### [Task to carry out]
Set down exactly the lines from the one containing "Target: toyota tundra truck" through the end of the records below, both included, and nothing else.

### [Dataset excerpts]
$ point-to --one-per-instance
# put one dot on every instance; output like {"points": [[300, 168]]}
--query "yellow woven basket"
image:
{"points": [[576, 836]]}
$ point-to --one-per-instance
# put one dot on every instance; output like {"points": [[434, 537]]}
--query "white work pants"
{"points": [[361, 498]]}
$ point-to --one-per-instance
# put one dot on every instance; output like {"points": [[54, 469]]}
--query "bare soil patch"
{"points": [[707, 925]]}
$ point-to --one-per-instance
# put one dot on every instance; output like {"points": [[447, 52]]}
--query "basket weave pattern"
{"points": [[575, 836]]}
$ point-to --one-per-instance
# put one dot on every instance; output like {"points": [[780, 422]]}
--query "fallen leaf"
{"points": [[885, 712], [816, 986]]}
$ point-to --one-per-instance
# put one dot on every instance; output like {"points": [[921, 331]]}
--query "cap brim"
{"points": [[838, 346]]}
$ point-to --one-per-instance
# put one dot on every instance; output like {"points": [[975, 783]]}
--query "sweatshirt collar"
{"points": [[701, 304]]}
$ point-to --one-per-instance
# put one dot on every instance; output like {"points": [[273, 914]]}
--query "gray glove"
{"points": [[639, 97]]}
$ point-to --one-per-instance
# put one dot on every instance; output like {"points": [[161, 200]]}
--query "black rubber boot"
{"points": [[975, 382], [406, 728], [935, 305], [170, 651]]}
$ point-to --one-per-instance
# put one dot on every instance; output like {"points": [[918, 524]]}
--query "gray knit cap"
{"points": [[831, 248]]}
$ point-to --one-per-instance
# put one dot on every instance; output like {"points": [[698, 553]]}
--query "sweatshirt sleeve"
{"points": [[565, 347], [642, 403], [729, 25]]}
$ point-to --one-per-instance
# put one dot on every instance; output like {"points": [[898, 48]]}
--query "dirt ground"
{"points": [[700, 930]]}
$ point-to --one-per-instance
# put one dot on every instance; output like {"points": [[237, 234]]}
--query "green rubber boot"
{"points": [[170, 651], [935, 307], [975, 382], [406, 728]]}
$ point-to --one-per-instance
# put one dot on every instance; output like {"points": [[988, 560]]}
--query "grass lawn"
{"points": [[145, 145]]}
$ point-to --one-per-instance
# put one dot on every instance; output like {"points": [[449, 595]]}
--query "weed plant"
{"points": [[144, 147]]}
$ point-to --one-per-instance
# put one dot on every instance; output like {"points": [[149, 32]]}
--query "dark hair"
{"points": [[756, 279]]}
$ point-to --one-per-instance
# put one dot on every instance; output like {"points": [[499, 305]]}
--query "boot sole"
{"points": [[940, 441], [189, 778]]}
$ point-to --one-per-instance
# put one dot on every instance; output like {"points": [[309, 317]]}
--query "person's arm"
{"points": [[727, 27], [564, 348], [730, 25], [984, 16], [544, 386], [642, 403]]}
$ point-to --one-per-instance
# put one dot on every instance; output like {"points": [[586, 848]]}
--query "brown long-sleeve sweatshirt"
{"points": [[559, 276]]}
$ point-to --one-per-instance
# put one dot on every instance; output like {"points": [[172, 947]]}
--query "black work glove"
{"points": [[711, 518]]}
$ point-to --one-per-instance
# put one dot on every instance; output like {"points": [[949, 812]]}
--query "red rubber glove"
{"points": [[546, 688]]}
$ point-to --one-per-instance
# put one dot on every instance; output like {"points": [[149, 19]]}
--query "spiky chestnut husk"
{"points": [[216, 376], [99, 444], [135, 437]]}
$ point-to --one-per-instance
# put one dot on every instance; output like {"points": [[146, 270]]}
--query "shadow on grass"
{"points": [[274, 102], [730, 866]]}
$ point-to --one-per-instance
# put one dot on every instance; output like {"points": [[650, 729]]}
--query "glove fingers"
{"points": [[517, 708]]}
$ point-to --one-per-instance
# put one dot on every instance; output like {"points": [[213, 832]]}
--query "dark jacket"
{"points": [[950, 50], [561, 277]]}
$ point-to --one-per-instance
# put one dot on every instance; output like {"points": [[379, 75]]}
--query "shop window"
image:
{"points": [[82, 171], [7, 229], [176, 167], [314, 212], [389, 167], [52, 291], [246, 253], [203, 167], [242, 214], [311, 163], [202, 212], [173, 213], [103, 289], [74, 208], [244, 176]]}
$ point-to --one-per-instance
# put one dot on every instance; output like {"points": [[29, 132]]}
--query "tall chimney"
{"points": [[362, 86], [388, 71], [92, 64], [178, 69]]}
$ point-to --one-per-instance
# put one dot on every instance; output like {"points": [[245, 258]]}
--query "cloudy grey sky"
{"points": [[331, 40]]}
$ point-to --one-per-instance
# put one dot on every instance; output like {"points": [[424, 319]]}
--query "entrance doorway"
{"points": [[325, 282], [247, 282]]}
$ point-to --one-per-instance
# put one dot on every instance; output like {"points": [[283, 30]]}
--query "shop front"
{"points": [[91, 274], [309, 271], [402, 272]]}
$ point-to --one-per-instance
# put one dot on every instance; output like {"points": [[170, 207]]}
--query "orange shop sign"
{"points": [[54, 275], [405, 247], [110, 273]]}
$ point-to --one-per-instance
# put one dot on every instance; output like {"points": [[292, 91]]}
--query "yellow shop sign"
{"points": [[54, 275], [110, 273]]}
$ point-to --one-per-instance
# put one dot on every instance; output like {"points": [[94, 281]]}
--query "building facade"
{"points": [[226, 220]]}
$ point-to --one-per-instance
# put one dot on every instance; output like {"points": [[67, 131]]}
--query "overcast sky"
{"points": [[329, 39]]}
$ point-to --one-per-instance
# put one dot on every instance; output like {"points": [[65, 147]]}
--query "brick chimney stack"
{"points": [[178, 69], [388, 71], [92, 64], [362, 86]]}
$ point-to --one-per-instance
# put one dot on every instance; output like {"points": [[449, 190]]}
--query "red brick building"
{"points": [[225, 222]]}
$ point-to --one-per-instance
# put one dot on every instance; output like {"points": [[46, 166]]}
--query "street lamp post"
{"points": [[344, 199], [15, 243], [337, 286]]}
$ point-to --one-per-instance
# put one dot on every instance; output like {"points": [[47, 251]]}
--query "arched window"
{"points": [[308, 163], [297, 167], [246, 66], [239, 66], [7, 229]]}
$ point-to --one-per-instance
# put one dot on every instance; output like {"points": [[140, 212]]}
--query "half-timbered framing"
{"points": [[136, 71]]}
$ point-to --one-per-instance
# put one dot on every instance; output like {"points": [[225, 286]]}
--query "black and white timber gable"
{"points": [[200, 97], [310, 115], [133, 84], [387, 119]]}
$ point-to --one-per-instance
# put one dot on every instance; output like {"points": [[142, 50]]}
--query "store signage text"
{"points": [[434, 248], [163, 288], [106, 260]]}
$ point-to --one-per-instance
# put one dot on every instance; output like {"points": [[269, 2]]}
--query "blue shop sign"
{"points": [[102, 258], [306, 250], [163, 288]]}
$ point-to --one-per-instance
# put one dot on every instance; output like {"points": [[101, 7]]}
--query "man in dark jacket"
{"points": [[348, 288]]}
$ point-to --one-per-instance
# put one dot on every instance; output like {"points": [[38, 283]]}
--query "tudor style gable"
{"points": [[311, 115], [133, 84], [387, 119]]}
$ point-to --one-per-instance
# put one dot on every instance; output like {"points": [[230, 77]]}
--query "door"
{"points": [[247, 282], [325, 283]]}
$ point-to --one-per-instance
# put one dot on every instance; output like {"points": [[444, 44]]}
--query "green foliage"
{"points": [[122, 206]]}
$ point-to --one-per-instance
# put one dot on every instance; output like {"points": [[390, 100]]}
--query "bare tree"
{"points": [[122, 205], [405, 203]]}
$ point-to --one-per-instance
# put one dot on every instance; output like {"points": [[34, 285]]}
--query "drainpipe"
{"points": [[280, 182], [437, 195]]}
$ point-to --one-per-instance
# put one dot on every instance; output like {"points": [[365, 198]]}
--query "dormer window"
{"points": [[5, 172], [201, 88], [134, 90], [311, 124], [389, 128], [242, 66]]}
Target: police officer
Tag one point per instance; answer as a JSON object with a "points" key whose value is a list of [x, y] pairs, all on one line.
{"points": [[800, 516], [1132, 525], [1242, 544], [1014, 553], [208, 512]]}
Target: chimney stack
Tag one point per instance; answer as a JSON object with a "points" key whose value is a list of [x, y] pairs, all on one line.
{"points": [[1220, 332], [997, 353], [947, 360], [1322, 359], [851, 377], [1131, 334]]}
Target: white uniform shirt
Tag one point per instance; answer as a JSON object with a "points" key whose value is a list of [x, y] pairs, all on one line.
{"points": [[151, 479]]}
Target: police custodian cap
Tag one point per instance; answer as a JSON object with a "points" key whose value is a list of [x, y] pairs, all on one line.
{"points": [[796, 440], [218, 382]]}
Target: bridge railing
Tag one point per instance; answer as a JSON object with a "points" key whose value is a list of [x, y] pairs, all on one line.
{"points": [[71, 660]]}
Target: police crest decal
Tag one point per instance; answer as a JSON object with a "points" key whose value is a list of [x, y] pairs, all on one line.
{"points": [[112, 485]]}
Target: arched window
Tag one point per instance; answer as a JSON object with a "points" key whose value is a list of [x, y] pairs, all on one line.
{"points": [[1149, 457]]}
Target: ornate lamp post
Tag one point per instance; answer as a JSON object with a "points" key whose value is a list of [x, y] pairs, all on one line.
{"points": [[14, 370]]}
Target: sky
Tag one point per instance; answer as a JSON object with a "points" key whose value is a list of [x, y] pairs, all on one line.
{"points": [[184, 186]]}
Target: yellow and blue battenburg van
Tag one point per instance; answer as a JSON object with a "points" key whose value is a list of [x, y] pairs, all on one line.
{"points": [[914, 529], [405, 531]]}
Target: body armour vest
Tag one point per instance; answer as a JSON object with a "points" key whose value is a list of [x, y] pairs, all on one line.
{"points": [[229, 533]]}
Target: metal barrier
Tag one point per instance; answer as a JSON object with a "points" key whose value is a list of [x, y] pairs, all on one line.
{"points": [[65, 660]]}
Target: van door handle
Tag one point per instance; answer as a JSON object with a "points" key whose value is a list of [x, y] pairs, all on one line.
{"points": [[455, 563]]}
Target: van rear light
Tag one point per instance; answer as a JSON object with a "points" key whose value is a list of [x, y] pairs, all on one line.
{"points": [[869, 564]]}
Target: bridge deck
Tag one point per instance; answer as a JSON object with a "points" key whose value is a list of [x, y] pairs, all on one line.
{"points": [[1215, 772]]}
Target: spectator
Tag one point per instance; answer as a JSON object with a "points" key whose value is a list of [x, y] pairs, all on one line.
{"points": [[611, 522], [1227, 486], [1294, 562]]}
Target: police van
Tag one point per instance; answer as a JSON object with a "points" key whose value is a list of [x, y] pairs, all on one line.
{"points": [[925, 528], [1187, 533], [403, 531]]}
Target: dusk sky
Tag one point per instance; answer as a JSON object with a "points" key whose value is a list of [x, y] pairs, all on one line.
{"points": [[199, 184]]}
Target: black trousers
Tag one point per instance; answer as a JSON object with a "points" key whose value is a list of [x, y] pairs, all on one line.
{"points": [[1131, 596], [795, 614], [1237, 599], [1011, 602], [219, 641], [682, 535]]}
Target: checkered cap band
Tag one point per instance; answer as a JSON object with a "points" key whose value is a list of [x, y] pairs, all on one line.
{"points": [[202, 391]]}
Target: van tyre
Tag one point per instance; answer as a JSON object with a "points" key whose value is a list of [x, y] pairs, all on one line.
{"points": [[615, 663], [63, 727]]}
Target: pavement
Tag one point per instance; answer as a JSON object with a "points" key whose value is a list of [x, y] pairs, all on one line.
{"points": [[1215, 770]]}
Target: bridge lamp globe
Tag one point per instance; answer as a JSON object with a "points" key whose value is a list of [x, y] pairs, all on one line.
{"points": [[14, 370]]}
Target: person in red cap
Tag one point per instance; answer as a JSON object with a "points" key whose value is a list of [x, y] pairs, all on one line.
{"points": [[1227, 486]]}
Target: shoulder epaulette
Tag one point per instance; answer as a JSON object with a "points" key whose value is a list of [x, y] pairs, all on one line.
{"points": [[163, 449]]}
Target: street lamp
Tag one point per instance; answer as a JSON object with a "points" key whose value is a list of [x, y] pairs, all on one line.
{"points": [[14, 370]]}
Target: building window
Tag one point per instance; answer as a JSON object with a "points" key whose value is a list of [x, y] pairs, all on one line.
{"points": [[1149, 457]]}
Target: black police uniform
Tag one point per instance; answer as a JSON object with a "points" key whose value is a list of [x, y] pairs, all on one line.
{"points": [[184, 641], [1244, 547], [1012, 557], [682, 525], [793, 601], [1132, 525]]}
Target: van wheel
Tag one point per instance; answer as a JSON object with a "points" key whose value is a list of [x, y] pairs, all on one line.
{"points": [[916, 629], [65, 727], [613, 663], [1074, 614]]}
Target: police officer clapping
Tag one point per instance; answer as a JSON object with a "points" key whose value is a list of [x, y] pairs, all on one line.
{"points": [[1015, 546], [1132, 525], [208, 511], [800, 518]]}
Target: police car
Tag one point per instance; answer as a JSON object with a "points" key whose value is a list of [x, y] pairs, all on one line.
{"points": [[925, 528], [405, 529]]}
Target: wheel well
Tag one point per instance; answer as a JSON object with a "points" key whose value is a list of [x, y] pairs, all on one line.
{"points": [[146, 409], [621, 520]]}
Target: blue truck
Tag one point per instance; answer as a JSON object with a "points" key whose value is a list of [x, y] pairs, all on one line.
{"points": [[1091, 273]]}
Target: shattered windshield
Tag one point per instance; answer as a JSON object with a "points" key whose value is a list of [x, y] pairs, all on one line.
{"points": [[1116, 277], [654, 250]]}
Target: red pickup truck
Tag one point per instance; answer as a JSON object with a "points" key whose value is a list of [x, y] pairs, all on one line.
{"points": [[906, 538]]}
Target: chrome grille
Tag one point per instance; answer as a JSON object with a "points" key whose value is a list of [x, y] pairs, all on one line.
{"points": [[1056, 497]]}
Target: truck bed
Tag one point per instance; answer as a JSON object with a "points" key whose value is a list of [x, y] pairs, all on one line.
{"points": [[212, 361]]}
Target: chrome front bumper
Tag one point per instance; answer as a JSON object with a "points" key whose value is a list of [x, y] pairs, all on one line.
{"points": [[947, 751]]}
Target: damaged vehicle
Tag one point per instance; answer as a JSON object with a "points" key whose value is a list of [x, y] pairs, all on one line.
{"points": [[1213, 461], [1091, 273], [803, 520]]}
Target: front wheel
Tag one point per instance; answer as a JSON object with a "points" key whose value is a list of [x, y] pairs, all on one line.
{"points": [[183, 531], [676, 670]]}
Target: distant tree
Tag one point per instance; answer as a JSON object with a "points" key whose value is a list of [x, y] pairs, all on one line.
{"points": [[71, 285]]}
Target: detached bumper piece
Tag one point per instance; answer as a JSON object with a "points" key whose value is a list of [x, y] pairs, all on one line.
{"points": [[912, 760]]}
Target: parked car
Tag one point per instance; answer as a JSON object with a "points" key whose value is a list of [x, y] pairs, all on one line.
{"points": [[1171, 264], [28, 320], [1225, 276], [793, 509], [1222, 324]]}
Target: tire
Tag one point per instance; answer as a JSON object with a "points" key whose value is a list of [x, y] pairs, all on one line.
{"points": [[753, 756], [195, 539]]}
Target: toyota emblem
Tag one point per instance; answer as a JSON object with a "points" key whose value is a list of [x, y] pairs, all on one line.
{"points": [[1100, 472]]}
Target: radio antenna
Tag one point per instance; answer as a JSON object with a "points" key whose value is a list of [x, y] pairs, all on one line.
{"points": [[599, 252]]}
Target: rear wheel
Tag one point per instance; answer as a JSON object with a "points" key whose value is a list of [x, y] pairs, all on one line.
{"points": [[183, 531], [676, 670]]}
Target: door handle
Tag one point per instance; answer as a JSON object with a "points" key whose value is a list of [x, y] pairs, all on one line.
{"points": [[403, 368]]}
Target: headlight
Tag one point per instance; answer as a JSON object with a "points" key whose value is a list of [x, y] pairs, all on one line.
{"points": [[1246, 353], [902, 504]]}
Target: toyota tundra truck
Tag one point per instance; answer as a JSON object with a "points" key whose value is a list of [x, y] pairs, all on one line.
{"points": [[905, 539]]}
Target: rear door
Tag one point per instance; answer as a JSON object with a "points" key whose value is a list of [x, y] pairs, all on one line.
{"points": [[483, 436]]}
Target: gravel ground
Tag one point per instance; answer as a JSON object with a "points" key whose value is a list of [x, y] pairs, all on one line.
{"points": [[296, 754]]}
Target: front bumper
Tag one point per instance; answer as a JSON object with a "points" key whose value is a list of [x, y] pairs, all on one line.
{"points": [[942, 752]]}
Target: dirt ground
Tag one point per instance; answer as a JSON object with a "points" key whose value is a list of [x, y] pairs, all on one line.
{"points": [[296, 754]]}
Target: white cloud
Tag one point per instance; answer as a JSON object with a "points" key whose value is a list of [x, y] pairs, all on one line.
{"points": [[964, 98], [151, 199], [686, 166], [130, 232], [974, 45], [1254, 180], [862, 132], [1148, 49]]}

### [Reply to the exercise]
Target: toyota tundra truck
Tag one point per instance; answer as a JSON object with a "points" key whose value is a list of [x, y] pairs, all on one line.
{"points": [[905, 539]]}
Target: rear door
Tag one point per instance; answer as a JSON object with a "points" key whose value is a list of [x, y] pairs, all on one line.
{"points": [[483, 436]]}
Target: gravel ground
Tag one point per instance; answer as a JSON object with a "points" key whose value is a list of [x, y] pairs, all on one line.
{"points": [[296, 754]]}
Target: front bumper
Tag one point per instance; answer as a JSON object with a "points" key whose value is a list of [x, y] pairs, all on one line.
{"points": [[942, 752]]}
Target: dirt ground
Tag one point per instance; answer as a JSON object with a "points" key whose value is a list of [x, y] pairs, all on one line.
{"points": [[296, 754]]}
Target: white cloud
Tag one point per instance; answer as a JSON object with a "points" key whose value is a list of [x, y] pairs, all on one line.
{"points": [[964, 98], [151, 199], [686, 166], [130, 232], [974, 45], [1254, 180], [862, 132], [1148, 49]]}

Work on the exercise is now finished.